**What you need to do**:
a. In the Portland guide below, what does Matt Zaffino name as his ultimate rock-star fantasy?
b. List every little-known act that the Portland guide below says Matt Zaffino has hosted for in-home concerts.

**Selected passage**:
◇ ◇ ◇ ◇

Get outfitted: Before heading out to a show, dude up at a local landmark: the Portland Outdoor Store, a rough-around-the-edges emporium jam-packed with Sta-Prest jeans, snap shirts, string ties and hand-stitched boots. Its building alone—one of the city’s oldest—is a tour of Portland’s hootenanny history. 304 SW Third Ave; 503-222-1051

Sample Local Music

WHEN KGW WEATHERMAN Matt Zaffino’s head isn’t filled with Doppler radar readings, it’s bobbing in cramped rock clubs, fitted with headphones jacked to deafening levels, or otherwise lost in a sea of rock-’n’-roll fantasies. “My ultimate rock-star fantasy is being the road manager for Chan Marshall,” Zaffino says. A staunch advocate for the past 22 years of Portland’s ever-abundant music scene, Zaffino has used his local celebrity status to host in-home concerts by little-known acts like Jim Brunberg, Tracy Grammer, Stacey Earle, and Sneakin’ Out. But even though his on-screen persona demands eyes free of red and bleariness, he’s still not afraid to brave the clubs—whether cozy or cavernous—in search of the next big thing.


Best place to see a new band: For new acts, Zaffino heads to Mississippi Studios. “The acoustics are good,” he says, “but what I really like is that everybody’s thrown together.” 3939 N Mississippi Ave. mississippistudios.com

Favorite local band: “I’m a big fan of Thomas Lauderdale, so I like pretty much anything Pink Martini does,” Zaffino says. “I’ve worked with Thomas a couple of times, and he’s just fantastic. But I gotta say: I’m becoming a Storm (Large) fan.”

Local album you should own (that you probably haven’t heard of): Little Sue Weaver’s The Long Goodbye. “The title song is about a breakup. It’s this sad and poignant and just goes somewhere for me. It hits the spot,” says Zaffino, who’s a fan of Weaver’s other projects, too. “A few years back she put together this collaboration with all these different Portland musicians at Fez Ballroom, and they performed Queen’s ‘Bohemian Rhapsody.’ It was probably one of my favorite musical moments ever.” littlesue.com

Get a Degree in Portland Old School

THOMAS LAUDERDALE is the ringleader of Pink Martini, Portland’s homegrown orchestra-turned-international phenomenon with devout followers from Los Angeles to Paris. But offstage, Lauderdale is Portland’s good-will ambassador, a galvanizing fundraiser, and a chief curator of Portland nostalgia, who salvages bits of forgotten local history for his weathered three-story loft, and dreams of building a better Portland. (He’s even pondered running for mayor.)


Mary’s Club: This is the oldest strip joint west of the Cascades, and a rite of passage in Portland urban life. “I take all my out-of-town friends here,” says Lauderdale, “especially the ones from New York.” Mary’s is family-owned with the down-home friendliness of a neighborhood bar. Onstage, dancers elevate burlesque performance with the precision of symphony musicians and the grace of ballerinas. It’s worth a trip just for the murals of sexy sailors (think Paul Cadmus) painted by La Monte Montyne. 129 SW Broadway; marysclub.com


Thomas Lauderdale takes in the sights at Mary’s Club.

◇ ◇ ◇ ◇

(Dataset excerpts)
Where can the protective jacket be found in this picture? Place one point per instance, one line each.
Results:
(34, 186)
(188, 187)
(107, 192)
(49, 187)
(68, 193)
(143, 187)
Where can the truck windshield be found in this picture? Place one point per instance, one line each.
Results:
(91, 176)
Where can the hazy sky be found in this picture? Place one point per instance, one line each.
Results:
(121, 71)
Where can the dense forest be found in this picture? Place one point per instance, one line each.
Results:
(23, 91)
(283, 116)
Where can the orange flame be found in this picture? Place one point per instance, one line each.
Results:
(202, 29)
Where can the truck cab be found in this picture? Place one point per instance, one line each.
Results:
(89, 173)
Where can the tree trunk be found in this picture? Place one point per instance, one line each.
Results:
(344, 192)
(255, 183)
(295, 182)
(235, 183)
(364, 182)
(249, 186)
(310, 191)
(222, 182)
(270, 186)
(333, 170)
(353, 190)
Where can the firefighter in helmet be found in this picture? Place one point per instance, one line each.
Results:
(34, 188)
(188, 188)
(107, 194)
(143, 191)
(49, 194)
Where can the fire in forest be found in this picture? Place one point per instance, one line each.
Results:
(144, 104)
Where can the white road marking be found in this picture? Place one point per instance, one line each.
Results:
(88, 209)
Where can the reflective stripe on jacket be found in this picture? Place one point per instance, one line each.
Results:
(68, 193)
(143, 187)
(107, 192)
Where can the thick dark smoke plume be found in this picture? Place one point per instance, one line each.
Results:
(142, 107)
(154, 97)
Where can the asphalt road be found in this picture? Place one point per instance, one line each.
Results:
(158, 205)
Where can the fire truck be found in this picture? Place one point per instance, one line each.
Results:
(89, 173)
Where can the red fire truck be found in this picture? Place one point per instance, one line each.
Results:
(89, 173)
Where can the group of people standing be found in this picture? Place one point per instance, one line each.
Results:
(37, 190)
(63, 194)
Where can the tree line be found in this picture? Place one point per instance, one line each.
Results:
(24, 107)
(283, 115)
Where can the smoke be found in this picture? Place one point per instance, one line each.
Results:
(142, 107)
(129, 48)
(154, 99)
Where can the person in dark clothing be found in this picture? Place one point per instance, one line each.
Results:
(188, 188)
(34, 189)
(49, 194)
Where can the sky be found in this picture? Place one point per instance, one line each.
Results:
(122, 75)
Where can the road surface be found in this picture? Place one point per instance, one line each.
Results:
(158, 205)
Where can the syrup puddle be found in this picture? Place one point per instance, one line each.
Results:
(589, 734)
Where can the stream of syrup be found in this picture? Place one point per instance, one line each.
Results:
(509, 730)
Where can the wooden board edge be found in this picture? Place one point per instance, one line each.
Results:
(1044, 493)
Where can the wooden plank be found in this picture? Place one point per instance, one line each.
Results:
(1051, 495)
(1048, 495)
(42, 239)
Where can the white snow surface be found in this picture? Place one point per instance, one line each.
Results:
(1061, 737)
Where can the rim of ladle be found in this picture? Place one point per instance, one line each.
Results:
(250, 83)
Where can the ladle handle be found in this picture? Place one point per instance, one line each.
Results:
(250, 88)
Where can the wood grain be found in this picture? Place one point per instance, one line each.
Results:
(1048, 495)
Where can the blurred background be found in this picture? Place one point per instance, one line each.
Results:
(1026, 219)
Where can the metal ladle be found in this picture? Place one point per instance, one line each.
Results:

◇ ◇ ◇ ◇

**Answers by item number**:
a. Being the road manager for Chan Marshall.

b. Jim Brunberg, Tracy Grammer, Stacey Earle, Sneakin' Out